>> START Text section

Scientific articles analyze social, demographic, and financial indicators influencing tax evasion. The selection of different indicators allows for analyzing taxpayers and predicting behaviour based on historical data. The growing amount of gathered data on taxpayers’ characteristics and advanced data mining methods allow detailed analysis and identification of risky taxpayers and more accurate tax checks. Therefore, the important question arises of what factors should be chosen and what methods should be used to identify legal entities that avoid taxes.
The novelty of the research is the practical application of data mining methods for the identification of tax evasion of legal entities in one of the European countries: Lithuania. It is a country with rapidly developing economies concerning affluence-related impacts. Lithuania’s tax laws and those of other member states align with the European Union’s requirements. However, it should be emphasized that the behaviour of taxpayers in Eastern Europe differs from that of other regions of the European Union.
This paper is organized as follows: Section 2 provides a conceptual model for tax obligations’ risk management. It shall be based on the guidelines set out by the Organization for Economic Cooperation and Development. Section 3 reviews the world leader software in the field of advanced analytics. Focus on IT market research by Gartner, Inc., and International Data Corporation. Section 4 and Section 5 discuss the data mining techniques applied and the experimental results. The advantages and disadvantages of the methods are discussed by reviewing their use by the tax authorities in this study and the insights revealed by other researchers. The tax administrator’s micro-analytics, macro-analytics, and behavioural models create original knowledge that significantly increases the detection of tax evasion. Two examples illustrate this article. Finally, Section 6 provides the main conclusions and future implications.

2. Conceptual Model for Tax Obligations’ Risk Management

Taxpayer monitoring and control is a strategic risk management tool used by tax administrators in many countries worldwide to ensure taxpayers fulfil their tax obligations. Tax administrators often use limited resources to improve performance management, increase operational efficiency, enhance tax administration, and reduce the prevalence of the shadow economy.
The first task of monitoring and controlling tax activities is identifying taxpayers likely to evade or misapply their tax obligations. The second task is to effectively enforce measures that ensure compliance with tax laws by identifying violations, preventing them, calculating and declaring taxes correctly, and reducing unreported income, tax avoidance, and the size of the shadow economy.
These targeted activities of the tax administrator are part of the risk management model of tax obligation—consolidated activities of the tax administrator (Figure 1) [28].
The guidelines (MTC, 2008; MIC, 2009) issued by The Organization for Economic Co-operation and Development (OECD) provide a conceptual model for the monitoring and control of tax compliance, which is also applied by the State Tax Inspectorate of the Republic of Lithuania (STI).
The model presented by the OECD includes the tax system as a whole and splits it into separate elements according to the main administered taxes (in Lithuania, it includes value-added tax (VAT), personal income tax (PIT), and income tax), taxpayer groups or segments, as well as taxation risk factors.

>> END Text section
>> START Data rows

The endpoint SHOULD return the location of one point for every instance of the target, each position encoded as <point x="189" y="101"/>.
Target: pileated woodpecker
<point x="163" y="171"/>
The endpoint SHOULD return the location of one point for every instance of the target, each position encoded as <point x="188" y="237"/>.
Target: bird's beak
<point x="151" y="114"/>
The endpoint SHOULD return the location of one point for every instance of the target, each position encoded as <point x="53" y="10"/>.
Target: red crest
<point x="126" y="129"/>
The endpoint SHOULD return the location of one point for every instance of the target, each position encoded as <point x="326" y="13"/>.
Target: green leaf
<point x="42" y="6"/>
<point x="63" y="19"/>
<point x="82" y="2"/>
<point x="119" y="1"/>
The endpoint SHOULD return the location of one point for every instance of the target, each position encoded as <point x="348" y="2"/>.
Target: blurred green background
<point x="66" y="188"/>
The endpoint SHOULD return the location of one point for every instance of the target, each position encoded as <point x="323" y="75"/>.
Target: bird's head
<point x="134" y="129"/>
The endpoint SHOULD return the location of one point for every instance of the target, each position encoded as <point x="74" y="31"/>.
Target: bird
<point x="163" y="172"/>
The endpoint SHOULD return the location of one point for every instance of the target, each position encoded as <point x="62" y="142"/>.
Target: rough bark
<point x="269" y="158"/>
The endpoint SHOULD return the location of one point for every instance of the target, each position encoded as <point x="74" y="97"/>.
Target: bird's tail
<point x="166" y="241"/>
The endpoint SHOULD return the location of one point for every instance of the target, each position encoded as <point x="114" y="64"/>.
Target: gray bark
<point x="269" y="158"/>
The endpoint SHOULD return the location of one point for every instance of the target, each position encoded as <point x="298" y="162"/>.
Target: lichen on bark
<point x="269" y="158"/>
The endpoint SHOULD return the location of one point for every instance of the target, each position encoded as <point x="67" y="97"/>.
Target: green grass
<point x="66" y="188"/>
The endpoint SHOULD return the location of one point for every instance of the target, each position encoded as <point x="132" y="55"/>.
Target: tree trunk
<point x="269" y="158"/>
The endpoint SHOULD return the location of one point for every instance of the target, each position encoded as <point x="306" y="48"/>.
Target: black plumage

>> END Data rows
>> START Data rows

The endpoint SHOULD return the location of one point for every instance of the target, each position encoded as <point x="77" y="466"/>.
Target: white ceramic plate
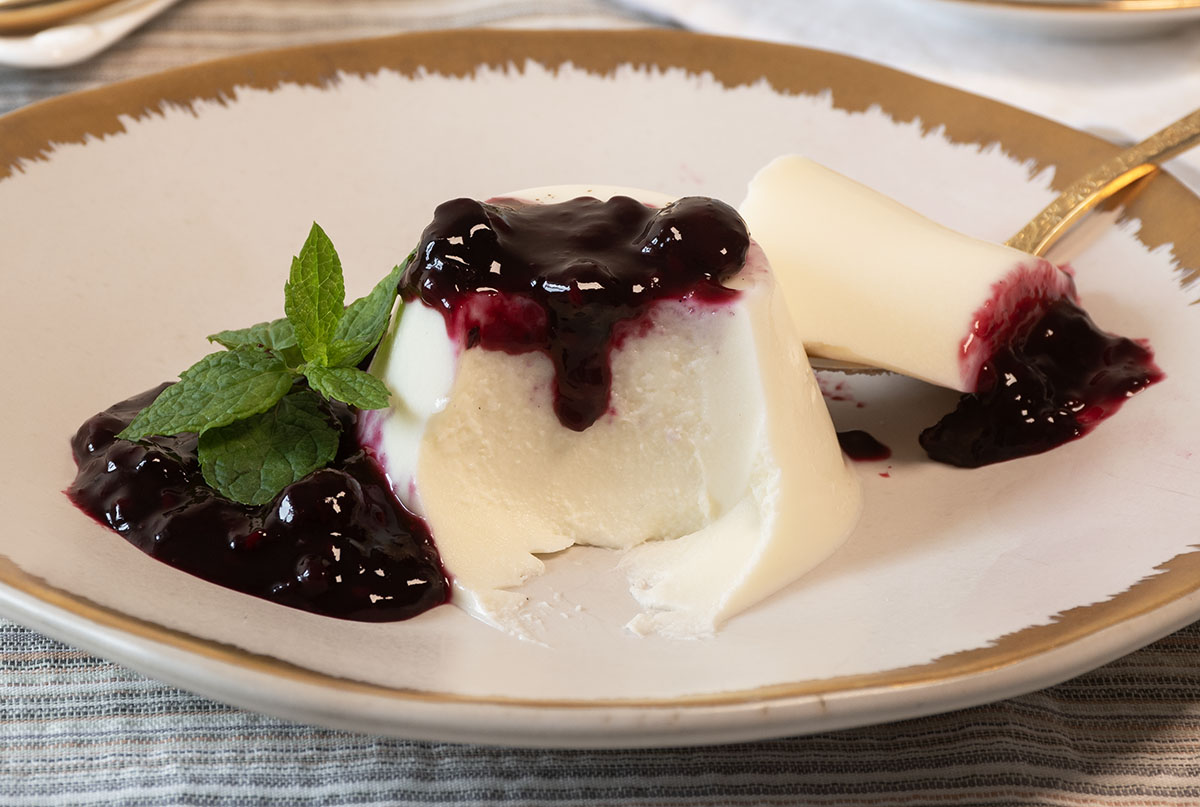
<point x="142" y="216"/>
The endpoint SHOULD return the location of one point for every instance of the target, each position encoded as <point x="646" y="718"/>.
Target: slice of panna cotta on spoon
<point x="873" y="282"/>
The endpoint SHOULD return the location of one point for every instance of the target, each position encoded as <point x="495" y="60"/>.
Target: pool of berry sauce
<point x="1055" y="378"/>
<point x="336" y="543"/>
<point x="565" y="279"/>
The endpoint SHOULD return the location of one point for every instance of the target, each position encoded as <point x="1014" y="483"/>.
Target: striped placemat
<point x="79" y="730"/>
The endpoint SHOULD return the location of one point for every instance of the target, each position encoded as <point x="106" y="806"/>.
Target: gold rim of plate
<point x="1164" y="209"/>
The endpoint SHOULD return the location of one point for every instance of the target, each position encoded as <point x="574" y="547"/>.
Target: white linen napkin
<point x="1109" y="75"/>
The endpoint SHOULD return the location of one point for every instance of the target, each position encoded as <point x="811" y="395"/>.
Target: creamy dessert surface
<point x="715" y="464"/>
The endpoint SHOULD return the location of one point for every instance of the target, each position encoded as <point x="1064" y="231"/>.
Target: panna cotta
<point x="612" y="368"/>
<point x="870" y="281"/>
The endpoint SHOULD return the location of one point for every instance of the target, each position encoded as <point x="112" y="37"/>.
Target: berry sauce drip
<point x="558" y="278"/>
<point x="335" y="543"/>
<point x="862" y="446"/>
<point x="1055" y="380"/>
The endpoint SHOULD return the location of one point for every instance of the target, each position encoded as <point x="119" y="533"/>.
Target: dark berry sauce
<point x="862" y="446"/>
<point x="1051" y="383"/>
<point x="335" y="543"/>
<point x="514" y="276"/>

>> END Data rows
>> START Data rows

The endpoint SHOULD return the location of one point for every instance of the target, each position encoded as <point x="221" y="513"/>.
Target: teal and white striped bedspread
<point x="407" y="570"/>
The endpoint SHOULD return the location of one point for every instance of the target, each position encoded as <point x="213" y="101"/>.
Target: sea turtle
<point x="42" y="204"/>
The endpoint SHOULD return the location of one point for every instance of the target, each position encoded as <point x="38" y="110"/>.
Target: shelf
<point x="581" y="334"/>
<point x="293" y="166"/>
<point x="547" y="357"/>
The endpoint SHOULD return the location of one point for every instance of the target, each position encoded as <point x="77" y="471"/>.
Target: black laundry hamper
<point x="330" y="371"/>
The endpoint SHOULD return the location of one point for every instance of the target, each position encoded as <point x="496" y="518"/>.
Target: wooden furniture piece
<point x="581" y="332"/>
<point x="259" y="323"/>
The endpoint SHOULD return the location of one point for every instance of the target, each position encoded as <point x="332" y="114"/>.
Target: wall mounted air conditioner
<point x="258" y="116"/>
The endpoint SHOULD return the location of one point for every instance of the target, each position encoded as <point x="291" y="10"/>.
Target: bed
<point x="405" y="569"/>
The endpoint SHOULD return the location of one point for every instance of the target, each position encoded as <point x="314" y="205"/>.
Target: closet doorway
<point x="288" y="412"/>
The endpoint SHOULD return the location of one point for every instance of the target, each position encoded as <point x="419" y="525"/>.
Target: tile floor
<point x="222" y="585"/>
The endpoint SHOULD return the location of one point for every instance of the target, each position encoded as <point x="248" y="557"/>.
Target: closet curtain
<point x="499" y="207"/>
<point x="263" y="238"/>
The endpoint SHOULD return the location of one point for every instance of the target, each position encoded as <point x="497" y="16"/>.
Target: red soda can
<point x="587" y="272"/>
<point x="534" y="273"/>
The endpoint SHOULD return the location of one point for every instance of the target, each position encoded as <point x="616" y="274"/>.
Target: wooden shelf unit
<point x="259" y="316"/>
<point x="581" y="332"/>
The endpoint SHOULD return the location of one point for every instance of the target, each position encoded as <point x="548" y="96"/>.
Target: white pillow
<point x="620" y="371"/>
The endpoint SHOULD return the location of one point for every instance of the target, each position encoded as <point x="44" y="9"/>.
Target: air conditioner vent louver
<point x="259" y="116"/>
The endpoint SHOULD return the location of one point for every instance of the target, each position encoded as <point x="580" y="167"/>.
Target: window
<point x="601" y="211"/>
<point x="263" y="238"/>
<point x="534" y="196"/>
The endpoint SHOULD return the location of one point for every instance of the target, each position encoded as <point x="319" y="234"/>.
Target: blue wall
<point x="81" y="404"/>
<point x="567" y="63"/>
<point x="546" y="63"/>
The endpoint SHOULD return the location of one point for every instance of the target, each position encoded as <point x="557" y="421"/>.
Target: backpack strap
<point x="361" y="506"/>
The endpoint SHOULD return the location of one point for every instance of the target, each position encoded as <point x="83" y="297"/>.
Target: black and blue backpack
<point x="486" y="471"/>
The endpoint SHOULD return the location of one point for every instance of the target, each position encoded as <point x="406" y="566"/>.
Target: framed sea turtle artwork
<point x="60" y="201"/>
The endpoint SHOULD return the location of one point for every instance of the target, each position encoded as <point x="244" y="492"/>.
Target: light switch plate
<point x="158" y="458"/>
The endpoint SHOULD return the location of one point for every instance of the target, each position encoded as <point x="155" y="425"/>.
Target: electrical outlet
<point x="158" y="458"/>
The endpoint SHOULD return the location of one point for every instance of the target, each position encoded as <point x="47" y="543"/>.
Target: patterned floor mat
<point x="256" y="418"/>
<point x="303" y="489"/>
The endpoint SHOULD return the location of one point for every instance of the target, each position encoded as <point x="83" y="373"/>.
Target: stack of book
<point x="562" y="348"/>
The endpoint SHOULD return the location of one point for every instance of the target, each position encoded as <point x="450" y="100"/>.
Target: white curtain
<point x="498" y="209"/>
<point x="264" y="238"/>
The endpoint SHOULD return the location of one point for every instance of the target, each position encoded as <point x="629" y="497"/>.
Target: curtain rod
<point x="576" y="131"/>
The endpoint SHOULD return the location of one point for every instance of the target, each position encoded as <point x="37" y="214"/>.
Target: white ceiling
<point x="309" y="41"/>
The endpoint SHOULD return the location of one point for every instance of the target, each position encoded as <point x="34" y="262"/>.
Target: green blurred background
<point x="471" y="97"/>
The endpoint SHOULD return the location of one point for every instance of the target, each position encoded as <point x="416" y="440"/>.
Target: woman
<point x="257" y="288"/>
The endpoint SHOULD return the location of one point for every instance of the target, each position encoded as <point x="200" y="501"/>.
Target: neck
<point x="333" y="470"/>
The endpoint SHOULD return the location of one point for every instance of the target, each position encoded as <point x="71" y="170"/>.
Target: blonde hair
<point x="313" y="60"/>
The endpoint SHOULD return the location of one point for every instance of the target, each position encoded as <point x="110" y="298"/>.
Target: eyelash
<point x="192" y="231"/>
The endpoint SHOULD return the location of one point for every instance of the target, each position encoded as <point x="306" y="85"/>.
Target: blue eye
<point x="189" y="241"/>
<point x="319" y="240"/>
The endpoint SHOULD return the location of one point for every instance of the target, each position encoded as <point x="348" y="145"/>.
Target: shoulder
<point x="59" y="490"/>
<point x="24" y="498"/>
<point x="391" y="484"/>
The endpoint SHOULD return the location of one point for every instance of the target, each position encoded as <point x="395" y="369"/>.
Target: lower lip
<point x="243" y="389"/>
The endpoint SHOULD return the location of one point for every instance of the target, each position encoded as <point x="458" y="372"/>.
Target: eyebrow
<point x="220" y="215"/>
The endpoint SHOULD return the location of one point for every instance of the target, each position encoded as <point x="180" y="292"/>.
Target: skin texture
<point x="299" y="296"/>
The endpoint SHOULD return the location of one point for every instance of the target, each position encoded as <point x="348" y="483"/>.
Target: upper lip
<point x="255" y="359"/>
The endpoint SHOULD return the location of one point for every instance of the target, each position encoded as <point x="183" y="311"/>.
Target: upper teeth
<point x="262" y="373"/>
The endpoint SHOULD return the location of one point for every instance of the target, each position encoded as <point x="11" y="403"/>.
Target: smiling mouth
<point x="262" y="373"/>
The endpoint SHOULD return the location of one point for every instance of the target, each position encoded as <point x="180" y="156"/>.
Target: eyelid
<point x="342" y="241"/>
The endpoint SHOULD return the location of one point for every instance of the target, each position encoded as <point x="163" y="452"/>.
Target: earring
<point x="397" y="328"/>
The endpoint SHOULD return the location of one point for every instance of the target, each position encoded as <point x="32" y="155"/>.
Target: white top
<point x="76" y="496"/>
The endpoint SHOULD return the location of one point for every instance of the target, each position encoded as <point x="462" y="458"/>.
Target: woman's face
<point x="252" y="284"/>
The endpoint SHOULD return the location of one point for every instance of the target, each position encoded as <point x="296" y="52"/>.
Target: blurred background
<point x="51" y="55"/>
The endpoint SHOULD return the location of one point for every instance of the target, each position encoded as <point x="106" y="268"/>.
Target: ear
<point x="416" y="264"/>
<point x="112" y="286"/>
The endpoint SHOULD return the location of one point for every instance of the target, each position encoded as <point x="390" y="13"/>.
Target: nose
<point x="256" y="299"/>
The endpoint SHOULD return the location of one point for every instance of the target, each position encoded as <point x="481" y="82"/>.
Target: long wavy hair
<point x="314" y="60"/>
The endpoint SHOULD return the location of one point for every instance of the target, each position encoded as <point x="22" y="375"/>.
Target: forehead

>> END Data rows

■ Problem set ■
(a) Name every main administered tax that the tax evasion text lists for Lithuania.
(b) How many lines of the records contain the string "conditioner"? Case counts, so answer with the number alone.
The records are unrelated to the text on tax evasion.

■ Full solutions ■
(a) value-added tax (VAT), personal income tax (PIT), income tax

(b) 2